[DIRECTIONS FOR THIS TASK]
Each line of the data below from the one holding "of the slate" to the one holding "of the white", inclusive, is to be reproduced exactly; no other line belongs in the answer.

[TASK DATA]
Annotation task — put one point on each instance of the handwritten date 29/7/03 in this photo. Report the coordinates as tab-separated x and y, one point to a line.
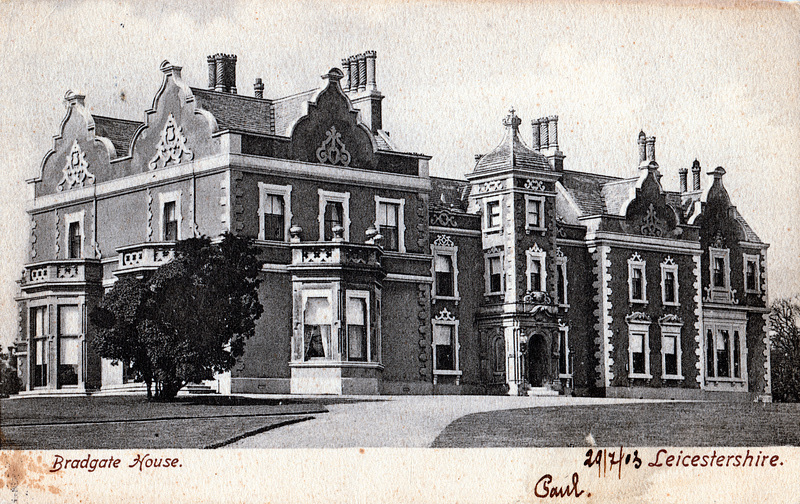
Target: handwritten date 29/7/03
608	461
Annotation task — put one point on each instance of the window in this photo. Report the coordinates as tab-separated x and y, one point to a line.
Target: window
493	222
357	321
39	345
564	368
537	274
74	235
334	209
390	222
274	211
69	345
638	346
561	278
669	282
534	212
445	345
317	328
752	274
637	283
495	276
671	347
170	204
724	348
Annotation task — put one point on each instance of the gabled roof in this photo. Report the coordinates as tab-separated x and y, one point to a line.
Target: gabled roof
512	152
236	112
119	131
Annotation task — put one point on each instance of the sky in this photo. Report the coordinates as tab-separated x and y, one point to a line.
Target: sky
716	82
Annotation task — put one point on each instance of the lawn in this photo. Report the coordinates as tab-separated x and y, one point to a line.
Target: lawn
642	424
134	423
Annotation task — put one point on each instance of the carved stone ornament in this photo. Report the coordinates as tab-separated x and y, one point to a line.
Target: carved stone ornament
332	150
652	225
536	185
443	218
76	169
172	146
445	315
443	241
638	317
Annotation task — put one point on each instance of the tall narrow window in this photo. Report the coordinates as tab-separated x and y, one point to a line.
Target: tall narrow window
317	328
444	275
493	214
723	354
334	213
39	346
274	224
443	341
170	217
387	224
69	331
356	329
75	240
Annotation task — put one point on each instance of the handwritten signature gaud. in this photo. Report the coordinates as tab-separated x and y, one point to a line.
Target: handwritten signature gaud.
544	488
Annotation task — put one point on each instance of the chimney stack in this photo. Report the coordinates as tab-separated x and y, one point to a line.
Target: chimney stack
222	73
684	173
361	87
642	148
696	175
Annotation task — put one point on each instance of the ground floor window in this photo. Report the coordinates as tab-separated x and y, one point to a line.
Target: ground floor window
724	351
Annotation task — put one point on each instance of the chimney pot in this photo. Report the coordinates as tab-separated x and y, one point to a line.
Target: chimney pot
696	175
684	172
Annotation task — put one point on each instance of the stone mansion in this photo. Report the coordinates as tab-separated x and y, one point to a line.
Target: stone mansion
523	277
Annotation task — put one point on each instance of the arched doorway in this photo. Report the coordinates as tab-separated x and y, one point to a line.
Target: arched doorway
538	371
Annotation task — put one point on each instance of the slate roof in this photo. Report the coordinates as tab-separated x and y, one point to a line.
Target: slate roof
512	152
119	131
450	192
237	112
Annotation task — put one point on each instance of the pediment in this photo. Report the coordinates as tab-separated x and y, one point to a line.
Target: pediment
330	132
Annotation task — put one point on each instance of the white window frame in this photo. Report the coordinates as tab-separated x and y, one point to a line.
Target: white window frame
445	318
335	354
488	276
671	330
639	327
70	219
716	327
564	329
364	295
163	199
443	245
666	267
536	254
487	218
753	258
401	220
720	294
285	191
636	262
561	263
535	226
332	196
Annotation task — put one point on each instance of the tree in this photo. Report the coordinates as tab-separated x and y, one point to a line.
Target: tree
186	321
785	350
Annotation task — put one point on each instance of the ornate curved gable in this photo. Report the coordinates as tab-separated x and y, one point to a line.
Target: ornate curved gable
78	158
648	213
175	130
330	132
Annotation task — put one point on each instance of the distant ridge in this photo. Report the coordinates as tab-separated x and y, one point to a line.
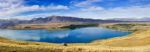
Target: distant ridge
12	22
66	19
145	19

[EXERCISE SOLUTION]
Annotation task — put one point on each instance of the slate roof in this photo. Report the coordinates as tab-separated x and y, one point to a line.
Target: slate roof
512	152
119	131
450	192
237	112
Annotation task — put one point on each instance of the pediment in this photo. Report the coordinates as tab-separated x and y, one point to a line.
Target: pediment
330	132
Annotation task — put one point on each instance of the white window frame in this photo. Report the coordinates as tab-separated x and y, one point to a line.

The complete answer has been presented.